Collected data
****************************************
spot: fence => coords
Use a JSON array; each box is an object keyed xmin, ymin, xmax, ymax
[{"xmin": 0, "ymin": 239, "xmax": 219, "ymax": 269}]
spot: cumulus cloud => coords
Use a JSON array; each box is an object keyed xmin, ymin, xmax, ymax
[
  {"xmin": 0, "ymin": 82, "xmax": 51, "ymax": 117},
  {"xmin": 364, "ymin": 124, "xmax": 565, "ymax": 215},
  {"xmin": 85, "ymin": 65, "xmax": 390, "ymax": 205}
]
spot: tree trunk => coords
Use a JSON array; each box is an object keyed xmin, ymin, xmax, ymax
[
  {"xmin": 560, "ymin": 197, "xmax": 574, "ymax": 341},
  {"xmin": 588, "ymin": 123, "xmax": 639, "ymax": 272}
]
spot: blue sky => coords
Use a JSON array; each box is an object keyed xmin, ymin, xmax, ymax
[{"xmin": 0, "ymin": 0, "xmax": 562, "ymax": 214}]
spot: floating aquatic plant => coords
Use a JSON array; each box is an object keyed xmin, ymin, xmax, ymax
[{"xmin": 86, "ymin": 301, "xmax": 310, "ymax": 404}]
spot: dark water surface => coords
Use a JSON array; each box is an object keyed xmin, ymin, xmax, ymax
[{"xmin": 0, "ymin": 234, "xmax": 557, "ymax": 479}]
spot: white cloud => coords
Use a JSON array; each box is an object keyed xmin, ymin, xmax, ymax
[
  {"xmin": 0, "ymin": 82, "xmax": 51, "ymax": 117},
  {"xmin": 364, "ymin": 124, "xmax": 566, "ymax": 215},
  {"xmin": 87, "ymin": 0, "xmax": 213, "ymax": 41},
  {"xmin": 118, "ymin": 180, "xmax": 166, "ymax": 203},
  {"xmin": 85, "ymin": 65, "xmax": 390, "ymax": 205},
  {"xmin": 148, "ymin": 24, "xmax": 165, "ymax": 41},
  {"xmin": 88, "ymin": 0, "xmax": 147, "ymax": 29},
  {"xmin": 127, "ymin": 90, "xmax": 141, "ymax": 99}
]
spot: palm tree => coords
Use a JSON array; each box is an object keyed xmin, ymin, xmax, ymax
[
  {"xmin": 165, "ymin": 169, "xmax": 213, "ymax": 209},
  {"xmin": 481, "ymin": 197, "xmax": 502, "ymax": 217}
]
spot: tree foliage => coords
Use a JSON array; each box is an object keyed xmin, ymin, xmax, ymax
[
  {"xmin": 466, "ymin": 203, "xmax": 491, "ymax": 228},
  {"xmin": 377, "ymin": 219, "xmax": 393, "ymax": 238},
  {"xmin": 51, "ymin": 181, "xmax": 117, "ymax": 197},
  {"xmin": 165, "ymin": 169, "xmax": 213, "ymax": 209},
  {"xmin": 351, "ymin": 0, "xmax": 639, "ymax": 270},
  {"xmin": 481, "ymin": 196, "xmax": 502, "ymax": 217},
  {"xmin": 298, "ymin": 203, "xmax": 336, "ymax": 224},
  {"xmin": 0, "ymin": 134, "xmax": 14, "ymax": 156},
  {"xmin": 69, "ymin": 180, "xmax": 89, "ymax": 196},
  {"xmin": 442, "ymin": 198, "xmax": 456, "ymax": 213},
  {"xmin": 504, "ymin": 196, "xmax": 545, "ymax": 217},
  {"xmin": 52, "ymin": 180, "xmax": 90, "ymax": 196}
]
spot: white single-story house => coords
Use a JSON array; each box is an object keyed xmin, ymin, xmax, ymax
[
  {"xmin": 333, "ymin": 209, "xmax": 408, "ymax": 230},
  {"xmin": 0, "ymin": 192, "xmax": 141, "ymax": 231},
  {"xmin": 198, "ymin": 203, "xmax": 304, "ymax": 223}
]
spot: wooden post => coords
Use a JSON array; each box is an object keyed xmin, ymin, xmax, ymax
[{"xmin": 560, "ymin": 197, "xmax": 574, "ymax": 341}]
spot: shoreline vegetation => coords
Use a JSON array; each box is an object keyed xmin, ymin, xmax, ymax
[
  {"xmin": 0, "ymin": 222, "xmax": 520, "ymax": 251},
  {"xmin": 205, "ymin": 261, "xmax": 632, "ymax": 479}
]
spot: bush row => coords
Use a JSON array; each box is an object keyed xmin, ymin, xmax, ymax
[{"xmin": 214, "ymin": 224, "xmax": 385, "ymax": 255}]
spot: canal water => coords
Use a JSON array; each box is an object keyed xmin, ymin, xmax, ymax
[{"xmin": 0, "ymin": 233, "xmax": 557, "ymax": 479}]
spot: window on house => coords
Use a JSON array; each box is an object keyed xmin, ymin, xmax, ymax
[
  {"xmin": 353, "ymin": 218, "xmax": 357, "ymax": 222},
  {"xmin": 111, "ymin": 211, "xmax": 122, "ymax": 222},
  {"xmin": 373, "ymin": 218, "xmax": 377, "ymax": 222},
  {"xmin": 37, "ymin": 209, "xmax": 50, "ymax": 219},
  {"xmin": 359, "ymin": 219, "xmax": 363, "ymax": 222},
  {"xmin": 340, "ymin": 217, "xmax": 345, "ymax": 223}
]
****************************************
Check every line of the data for the word "white". The response is the count alone.

* Result for this exercise: 2